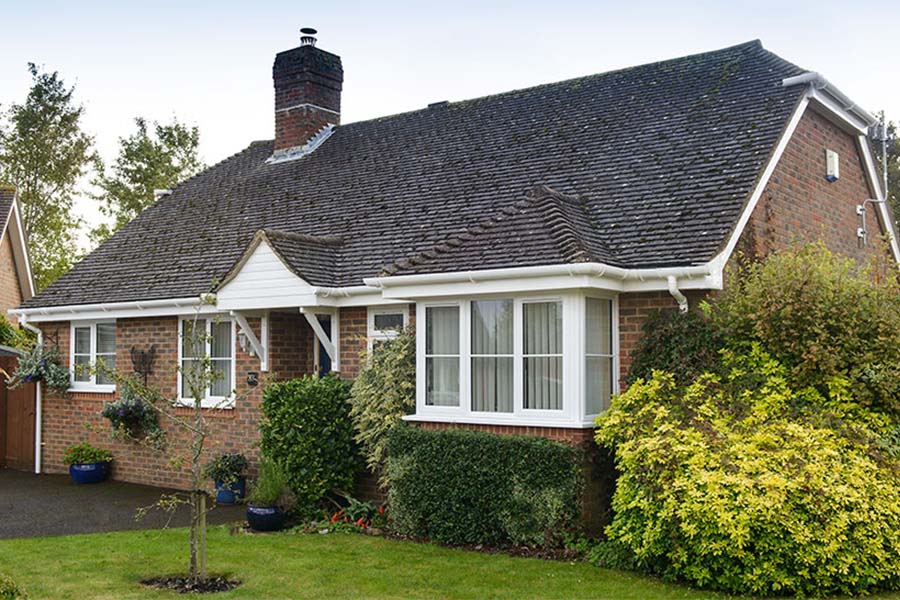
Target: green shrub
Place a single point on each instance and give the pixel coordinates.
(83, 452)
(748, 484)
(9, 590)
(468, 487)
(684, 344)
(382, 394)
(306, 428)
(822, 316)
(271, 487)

--

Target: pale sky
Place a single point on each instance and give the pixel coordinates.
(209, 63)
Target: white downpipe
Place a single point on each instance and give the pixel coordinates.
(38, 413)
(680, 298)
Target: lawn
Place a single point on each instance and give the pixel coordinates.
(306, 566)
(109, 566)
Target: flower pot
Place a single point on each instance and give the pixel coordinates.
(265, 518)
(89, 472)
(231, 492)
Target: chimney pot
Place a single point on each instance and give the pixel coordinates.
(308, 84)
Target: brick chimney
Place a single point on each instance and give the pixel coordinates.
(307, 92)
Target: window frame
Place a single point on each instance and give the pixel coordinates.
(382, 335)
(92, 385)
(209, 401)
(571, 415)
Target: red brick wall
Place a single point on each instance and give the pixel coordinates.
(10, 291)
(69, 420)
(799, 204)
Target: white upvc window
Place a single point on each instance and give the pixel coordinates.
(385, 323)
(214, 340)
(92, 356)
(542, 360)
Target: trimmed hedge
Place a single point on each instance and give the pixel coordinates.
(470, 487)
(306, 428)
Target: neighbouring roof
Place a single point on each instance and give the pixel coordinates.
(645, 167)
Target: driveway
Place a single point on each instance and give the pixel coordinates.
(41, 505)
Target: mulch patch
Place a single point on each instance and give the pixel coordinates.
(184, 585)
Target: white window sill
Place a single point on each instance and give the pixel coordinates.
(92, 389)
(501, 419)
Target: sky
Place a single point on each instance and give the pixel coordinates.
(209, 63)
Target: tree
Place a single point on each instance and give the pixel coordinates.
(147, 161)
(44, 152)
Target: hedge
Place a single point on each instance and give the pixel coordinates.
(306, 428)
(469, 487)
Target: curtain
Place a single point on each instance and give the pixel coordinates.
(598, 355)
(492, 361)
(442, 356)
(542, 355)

> _The task_: Find each line in the rows above that contains the word "white" and copy those lines.

> _Solution below_:
Target: white downpipe
Target: white upvc window
Target: white window sill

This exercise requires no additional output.